## Exercise objective
Produce an exact copy of the lines from the line containing "If you could place a marker on the black eyeglasses" through the last line of the entries below, and only those lines.

## Input records
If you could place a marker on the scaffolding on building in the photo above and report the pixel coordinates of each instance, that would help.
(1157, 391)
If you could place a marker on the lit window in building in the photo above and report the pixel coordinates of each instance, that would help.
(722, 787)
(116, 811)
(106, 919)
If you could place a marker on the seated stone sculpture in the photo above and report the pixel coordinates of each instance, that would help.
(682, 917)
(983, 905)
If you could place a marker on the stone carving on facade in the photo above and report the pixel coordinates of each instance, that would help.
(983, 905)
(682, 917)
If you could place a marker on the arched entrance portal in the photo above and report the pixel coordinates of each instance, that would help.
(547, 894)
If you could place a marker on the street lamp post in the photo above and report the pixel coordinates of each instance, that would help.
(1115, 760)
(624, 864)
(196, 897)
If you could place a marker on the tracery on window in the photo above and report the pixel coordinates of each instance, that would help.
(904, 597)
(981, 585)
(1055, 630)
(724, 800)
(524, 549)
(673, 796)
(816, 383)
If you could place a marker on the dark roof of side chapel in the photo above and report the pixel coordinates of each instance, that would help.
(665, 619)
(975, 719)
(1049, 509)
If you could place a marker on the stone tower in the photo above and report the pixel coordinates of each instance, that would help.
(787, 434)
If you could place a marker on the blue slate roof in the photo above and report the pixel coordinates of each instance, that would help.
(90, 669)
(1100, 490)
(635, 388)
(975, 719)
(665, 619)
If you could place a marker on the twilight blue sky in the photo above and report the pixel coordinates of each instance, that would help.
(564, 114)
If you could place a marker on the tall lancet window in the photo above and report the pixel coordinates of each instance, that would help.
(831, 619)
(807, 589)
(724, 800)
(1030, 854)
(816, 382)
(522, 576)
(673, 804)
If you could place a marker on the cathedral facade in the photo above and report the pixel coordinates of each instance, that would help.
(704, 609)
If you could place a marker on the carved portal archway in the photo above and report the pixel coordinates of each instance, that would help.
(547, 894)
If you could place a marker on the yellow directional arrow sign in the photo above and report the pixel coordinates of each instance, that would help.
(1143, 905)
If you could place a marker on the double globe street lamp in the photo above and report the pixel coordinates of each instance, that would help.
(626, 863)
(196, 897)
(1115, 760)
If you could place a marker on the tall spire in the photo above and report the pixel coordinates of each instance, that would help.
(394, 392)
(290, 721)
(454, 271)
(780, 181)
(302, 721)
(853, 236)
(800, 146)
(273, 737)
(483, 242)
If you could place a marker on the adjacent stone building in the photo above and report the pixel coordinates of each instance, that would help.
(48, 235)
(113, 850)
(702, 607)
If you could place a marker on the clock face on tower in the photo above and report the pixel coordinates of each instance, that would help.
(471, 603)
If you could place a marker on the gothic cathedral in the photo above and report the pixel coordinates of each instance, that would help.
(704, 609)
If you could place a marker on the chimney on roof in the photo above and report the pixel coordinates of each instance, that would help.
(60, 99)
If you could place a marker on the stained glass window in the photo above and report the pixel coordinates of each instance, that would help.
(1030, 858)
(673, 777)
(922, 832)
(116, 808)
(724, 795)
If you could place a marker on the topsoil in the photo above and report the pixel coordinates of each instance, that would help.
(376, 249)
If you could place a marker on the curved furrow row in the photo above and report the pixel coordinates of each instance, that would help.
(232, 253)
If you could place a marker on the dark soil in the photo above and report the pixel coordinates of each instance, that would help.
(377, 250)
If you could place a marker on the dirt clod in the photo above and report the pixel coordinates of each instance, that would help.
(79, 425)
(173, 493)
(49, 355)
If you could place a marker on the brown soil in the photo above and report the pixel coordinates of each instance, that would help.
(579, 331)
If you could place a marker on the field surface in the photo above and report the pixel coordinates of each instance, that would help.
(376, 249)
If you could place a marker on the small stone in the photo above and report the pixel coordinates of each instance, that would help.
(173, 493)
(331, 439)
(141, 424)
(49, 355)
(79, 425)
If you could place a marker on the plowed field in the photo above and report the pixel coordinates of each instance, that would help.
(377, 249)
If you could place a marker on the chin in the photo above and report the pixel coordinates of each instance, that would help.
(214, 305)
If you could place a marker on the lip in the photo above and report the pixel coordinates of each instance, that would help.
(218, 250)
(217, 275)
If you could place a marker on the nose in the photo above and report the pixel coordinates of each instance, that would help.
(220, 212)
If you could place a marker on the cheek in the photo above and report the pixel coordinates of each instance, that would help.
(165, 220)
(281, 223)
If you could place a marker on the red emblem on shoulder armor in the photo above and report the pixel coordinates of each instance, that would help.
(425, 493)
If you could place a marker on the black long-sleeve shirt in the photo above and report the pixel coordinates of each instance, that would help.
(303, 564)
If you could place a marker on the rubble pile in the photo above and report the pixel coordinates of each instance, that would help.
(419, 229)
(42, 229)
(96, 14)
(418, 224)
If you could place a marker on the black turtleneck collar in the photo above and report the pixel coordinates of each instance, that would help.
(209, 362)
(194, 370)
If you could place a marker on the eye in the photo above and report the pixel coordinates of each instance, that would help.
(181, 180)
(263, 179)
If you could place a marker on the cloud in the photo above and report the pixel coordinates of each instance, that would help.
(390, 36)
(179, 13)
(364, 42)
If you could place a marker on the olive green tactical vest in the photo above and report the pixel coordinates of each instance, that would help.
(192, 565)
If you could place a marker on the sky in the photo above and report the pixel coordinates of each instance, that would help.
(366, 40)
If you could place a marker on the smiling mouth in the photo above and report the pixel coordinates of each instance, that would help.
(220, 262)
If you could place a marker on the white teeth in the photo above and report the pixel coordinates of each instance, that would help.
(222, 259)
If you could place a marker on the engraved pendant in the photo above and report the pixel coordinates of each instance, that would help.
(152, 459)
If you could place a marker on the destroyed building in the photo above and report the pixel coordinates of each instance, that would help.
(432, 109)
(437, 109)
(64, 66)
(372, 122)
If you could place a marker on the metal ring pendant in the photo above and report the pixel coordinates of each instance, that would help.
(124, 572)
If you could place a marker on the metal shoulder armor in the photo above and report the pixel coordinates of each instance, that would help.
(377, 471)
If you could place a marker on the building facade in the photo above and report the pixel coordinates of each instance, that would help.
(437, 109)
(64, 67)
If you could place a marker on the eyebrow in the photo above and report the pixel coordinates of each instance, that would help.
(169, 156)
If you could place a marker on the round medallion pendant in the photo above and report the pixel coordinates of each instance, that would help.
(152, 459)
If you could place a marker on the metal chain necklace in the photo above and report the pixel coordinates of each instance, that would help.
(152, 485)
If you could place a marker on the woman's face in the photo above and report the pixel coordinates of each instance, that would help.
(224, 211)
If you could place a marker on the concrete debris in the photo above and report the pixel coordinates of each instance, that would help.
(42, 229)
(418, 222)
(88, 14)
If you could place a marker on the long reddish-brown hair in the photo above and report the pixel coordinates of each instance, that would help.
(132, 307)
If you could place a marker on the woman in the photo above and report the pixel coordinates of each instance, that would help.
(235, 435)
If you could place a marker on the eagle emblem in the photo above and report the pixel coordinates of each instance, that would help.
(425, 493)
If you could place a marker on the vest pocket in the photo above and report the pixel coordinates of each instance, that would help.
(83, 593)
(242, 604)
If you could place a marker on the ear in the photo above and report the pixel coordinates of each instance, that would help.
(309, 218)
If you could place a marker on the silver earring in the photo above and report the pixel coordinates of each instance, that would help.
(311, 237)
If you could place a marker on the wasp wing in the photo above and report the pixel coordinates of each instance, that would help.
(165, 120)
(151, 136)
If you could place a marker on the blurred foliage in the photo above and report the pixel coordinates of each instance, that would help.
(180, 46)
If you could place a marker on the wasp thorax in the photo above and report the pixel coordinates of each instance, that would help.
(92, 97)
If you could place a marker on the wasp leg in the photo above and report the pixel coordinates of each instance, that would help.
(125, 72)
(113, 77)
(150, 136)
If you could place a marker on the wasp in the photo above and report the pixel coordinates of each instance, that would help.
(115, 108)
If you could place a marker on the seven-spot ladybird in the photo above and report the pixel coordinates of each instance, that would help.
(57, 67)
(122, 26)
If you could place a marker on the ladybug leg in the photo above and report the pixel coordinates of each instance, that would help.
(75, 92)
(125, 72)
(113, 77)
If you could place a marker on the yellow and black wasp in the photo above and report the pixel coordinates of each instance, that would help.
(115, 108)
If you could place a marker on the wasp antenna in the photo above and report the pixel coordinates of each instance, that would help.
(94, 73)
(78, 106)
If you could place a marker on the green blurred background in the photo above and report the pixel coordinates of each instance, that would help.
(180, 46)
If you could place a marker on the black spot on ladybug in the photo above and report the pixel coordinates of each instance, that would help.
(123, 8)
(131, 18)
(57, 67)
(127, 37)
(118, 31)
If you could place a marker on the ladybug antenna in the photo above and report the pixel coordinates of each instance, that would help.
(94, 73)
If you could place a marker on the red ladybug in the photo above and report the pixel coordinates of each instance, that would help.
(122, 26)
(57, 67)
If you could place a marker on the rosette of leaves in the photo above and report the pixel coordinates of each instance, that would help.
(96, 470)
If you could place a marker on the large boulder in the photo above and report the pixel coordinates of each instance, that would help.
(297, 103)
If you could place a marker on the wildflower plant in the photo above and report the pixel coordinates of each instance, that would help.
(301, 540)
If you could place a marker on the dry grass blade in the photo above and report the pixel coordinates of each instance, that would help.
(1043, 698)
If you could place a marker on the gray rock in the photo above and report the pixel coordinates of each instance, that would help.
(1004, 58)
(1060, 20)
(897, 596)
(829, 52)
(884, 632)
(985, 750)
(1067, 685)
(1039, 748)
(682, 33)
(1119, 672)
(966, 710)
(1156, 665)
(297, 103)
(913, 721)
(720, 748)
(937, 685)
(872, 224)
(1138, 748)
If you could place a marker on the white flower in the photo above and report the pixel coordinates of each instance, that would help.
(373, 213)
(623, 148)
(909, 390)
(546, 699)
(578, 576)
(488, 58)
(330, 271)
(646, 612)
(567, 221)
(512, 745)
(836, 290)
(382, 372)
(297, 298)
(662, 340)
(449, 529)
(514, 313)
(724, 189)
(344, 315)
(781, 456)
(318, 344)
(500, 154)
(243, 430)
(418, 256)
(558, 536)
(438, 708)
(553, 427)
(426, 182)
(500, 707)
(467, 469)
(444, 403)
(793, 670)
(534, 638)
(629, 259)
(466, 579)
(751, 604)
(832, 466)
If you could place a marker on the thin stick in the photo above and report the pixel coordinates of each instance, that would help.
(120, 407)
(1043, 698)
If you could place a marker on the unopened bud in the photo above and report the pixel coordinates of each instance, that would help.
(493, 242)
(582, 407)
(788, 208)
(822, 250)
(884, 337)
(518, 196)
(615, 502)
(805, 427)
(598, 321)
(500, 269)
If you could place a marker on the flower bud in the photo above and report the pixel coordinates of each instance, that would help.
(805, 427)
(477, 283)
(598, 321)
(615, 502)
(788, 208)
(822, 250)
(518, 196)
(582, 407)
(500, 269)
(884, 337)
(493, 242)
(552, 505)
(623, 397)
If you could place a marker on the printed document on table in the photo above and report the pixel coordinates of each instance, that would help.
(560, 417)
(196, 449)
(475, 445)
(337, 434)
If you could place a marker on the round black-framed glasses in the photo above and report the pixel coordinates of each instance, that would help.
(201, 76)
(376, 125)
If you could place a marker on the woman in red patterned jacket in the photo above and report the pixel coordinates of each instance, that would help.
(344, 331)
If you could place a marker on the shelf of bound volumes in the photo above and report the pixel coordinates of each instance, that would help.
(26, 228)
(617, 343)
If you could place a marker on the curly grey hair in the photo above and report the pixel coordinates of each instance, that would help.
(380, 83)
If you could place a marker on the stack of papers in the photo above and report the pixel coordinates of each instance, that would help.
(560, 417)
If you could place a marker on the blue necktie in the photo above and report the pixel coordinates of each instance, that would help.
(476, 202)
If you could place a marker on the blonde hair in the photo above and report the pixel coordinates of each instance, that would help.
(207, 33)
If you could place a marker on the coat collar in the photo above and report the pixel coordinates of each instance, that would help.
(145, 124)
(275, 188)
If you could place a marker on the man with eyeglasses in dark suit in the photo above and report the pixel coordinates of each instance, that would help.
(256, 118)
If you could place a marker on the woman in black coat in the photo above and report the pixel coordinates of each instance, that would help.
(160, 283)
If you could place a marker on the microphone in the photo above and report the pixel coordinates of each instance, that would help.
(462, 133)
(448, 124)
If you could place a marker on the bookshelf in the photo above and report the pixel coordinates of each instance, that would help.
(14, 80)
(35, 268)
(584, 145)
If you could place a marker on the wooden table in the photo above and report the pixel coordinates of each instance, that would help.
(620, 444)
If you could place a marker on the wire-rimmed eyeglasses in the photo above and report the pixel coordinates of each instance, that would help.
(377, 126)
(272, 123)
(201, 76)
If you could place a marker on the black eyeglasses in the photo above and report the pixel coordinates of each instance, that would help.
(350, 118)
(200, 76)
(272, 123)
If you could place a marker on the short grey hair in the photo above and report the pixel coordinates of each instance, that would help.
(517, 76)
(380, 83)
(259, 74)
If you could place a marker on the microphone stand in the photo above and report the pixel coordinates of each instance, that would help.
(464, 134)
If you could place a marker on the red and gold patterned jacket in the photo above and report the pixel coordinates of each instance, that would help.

## Full solution
If you could place a marker on the black eyeglasses in the photo above and report the pixel coordinates of each instance, that would help.
(350, 118)
(200, 76)
(272, 123)
If you could place a marker on the short grey hair in the photo above and report the pixel coordinates of each instance, that would help.
(517, 76)
(380, 83)
(259, 74)
If you could place a marker on the microphone stand in the photo above and report the pixel coordinates of each instance, that would help.
(464, 134)
If you could place a marker on the red and gold patterned jacket in the photo above and report the pixel coordinates of each instance, that would help.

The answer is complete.